Referring expression pointing data
* * * * * * * * *
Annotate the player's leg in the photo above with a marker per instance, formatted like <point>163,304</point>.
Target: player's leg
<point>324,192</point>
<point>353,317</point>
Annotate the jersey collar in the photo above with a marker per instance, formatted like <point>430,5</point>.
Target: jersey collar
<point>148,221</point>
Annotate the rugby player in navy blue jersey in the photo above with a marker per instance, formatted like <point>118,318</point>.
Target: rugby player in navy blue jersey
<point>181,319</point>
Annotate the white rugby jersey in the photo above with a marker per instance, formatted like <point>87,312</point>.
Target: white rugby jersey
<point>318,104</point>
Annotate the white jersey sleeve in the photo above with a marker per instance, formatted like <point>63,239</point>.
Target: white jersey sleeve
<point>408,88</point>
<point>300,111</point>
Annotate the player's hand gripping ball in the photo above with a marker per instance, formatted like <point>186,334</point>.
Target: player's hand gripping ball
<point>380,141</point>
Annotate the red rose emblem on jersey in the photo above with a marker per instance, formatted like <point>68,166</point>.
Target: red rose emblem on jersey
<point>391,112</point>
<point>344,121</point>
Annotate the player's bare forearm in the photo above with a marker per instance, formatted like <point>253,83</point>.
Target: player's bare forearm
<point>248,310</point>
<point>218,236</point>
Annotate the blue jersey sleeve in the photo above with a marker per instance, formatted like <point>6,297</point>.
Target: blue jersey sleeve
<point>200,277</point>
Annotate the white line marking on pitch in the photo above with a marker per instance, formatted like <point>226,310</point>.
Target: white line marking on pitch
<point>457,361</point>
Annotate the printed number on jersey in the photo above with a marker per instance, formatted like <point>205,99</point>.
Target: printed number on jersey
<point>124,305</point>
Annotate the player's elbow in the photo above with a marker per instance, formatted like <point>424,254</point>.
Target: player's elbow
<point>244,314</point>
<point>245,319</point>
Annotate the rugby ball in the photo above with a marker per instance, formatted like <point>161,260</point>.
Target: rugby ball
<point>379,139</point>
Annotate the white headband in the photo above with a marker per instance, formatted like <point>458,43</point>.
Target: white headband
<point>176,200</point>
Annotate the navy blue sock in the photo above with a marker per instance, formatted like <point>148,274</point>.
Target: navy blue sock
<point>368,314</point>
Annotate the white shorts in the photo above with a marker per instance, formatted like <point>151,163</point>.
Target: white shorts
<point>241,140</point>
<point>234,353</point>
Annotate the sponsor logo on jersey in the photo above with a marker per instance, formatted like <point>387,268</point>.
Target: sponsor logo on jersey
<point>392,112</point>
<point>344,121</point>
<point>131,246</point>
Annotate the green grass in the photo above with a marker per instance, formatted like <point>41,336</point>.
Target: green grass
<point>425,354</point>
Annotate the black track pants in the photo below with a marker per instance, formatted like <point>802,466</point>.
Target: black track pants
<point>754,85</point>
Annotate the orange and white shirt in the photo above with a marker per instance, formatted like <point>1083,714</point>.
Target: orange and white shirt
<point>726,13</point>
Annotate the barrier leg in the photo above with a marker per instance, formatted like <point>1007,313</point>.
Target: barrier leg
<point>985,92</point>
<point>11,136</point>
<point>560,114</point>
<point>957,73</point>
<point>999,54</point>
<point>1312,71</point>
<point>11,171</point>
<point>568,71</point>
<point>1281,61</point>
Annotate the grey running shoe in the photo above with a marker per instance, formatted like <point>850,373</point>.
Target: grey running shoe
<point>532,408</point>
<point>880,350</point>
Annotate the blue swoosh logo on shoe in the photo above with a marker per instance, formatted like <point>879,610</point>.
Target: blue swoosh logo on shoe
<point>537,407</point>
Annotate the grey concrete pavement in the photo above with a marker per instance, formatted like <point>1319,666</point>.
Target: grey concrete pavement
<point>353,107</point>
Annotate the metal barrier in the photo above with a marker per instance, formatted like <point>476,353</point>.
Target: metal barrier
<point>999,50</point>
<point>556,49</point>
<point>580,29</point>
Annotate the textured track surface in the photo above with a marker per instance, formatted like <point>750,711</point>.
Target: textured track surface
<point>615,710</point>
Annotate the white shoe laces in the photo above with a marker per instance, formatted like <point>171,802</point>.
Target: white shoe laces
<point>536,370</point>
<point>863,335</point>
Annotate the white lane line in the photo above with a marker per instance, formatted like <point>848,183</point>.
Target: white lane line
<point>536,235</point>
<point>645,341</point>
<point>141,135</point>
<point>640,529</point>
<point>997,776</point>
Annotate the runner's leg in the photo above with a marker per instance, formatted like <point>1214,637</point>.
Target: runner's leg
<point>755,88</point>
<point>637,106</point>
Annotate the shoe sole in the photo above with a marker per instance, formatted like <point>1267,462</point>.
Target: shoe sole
* * * * * * * * *
How to complete this task: Identify all lines in the records above with the word "sole".

Your solution:
Annotate the shoe sole in the photo above with a marker per instance, formatted like <point>1267,462</point>.
Target: shoe sole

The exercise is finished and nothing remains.